Identify every line in the listing below that contains the string "covered", and copy each of those lines.

Recorded data:
§

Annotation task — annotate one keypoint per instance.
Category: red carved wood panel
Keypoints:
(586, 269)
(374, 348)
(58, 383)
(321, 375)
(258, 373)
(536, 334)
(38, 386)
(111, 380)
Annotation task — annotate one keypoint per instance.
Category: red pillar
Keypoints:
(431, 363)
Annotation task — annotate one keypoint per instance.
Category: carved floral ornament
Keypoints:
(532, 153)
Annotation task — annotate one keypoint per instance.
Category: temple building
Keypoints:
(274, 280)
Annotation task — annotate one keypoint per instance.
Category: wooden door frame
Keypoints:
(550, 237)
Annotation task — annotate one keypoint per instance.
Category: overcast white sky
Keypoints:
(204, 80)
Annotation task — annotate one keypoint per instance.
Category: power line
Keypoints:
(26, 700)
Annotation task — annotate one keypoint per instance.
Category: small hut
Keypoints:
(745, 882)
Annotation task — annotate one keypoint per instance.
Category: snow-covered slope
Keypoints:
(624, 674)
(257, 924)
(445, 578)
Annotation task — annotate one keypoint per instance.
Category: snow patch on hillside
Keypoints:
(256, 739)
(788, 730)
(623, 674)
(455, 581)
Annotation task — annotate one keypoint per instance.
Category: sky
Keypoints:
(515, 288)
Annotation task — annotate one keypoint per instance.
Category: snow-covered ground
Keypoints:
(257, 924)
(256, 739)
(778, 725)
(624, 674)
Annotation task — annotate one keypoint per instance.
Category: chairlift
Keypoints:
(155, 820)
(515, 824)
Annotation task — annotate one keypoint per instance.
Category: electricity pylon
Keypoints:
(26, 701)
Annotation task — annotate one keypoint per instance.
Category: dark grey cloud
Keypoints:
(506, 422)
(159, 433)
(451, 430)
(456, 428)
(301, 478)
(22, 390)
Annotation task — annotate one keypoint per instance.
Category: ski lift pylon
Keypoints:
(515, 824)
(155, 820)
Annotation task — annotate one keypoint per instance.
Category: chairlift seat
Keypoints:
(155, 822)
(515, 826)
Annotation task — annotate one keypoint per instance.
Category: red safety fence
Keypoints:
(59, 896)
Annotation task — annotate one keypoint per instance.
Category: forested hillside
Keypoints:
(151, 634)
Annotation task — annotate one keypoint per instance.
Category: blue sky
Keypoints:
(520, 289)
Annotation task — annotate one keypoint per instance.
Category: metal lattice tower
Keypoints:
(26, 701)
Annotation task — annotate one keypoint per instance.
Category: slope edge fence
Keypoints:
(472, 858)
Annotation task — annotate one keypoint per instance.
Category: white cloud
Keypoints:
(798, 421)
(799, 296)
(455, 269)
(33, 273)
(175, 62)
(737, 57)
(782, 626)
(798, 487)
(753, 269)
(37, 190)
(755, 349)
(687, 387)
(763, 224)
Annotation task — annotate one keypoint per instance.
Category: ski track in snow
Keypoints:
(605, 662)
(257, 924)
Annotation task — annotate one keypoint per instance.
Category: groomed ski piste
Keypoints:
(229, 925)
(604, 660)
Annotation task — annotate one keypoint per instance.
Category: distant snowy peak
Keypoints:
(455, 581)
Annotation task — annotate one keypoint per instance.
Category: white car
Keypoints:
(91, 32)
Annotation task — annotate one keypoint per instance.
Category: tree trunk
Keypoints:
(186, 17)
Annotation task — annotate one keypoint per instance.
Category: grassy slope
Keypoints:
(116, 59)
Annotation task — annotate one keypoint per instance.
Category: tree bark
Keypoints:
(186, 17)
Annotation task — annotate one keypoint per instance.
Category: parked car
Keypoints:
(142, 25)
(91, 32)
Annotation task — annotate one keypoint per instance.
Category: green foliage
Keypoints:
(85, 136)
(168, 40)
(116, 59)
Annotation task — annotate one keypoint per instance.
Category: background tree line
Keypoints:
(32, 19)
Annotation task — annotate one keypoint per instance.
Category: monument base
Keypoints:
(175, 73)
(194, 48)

§

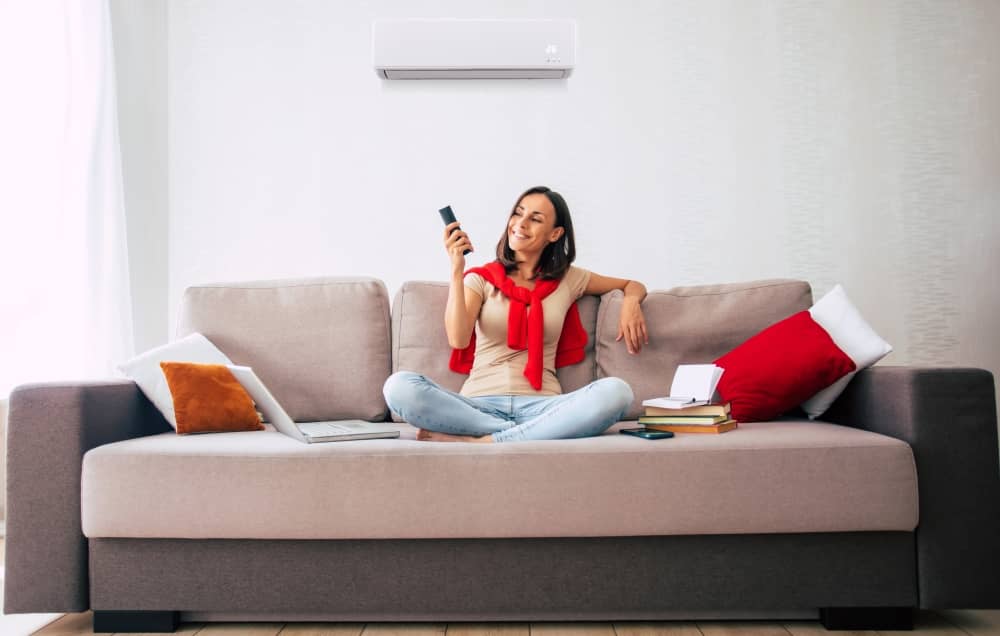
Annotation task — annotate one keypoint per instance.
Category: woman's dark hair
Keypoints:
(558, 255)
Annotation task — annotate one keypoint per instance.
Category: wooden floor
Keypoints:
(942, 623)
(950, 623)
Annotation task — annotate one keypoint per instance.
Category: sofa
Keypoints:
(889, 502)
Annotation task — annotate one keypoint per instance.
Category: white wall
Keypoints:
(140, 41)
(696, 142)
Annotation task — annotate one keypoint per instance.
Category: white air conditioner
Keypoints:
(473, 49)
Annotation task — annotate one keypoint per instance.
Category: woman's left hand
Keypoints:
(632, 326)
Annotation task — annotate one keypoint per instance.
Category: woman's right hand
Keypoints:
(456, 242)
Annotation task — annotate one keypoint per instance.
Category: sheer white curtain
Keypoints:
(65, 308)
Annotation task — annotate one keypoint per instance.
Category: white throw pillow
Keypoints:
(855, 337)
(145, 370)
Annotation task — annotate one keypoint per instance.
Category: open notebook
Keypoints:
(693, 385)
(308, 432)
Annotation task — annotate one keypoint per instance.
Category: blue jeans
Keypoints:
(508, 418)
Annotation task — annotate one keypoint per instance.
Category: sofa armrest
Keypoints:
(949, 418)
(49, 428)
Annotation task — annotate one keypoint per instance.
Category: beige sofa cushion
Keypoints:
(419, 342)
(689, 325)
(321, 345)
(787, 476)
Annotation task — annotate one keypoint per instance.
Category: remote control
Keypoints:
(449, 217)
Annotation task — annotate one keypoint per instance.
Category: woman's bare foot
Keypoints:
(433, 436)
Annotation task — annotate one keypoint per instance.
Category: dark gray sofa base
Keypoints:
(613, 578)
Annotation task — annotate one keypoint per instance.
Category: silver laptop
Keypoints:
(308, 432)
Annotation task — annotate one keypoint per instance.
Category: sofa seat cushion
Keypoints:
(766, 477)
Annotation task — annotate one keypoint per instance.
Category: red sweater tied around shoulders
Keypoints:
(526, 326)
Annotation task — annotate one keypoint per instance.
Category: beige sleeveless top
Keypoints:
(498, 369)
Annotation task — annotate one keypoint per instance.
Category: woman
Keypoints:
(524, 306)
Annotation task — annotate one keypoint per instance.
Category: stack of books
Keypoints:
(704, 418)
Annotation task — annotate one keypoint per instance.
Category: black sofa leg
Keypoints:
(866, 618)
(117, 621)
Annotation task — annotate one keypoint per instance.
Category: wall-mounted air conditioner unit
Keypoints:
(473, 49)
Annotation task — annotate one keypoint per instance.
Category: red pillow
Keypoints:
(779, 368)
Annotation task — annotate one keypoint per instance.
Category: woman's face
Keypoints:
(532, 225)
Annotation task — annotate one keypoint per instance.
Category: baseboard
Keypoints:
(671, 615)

§

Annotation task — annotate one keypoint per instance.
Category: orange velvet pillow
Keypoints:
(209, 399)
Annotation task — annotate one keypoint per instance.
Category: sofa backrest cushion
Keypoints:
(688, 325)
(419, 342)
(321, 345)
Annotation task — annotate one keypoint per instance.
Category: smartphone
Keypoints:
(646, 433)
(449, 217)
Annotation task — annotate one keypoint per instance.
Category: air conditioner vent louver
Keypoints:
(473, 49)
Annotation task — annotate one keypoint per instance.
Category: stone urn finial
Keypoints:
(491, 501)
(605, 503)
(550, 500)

§

§ **Correct output**
Category: snow-covered slope
Category: snow-covered ground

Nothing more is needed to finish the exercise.